[Required work]: In the lines below, switch every occurrence of "phone" to "tablet" and leave everything else unchanged.

[Given entries]:
------------------------------------

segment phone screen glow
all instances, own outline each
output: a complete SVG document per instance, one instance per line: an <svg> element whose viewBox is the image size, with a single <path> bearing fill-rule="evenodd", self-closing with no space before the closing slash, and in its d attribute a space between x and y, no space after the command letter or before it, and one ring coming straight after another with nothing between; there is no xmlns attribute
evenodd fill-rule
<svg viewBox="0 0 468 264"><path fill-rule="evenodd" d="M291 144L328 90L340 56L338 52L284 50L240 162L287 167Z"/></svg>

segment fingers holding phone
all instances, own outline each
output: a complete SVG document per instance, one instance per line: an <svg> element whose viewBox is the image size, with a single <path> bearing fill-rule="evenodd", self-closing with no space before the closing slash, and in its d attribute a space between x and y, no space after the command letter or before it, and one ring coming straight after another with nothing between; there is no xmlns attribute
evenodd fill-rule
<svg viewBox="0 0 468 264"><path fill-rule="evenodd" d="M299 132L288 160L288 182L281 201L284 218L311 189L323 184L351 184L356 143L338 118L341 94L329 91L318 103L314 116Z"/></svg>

------------------------------------

[Result]:
segment tablet screen glow
all instances, own outline each
output: a complete SVG document per instance, one instance per line: an <svg> element whose viewBox is the image size, with a single <path> bearing fill-rule="evenodd", self-closing with no space before the closing slash, and in its d attribute a space between x and y, no space after the command letter or before it, and one ring coming straight after another with nothing between; there is no xmlns attribute
evenodd fill-rule
<svg viewBox="0 0 468 264"><path fill-rule="evenodd" d="M291 144L328 90L340 56L338 52L284 50L240 162L287 167Z"/></svg>

segment fingers holding tablet
all instances, own outline each
output: a complete SVG document per instance, one instance per line: an <svg> element whose viewBox is the image size, with a single <path> bearing fill-rule="evenodd", self-closing with no space before the closing slash, and in its d attribute a space between x and y, no space after the command letter or before it, and one ring coming straight after another with nothing between; there is no xmlns attribute
evenodd fill-rule
<svg viewBox="0 0 468 264"><path fill-rule="evenodd" d="M299 132L288 160L288 182L281 201L284 218L311 189L323 184L351 184L356 143L338 118L341 94L329 91L318 103L314 116Z"/></svg>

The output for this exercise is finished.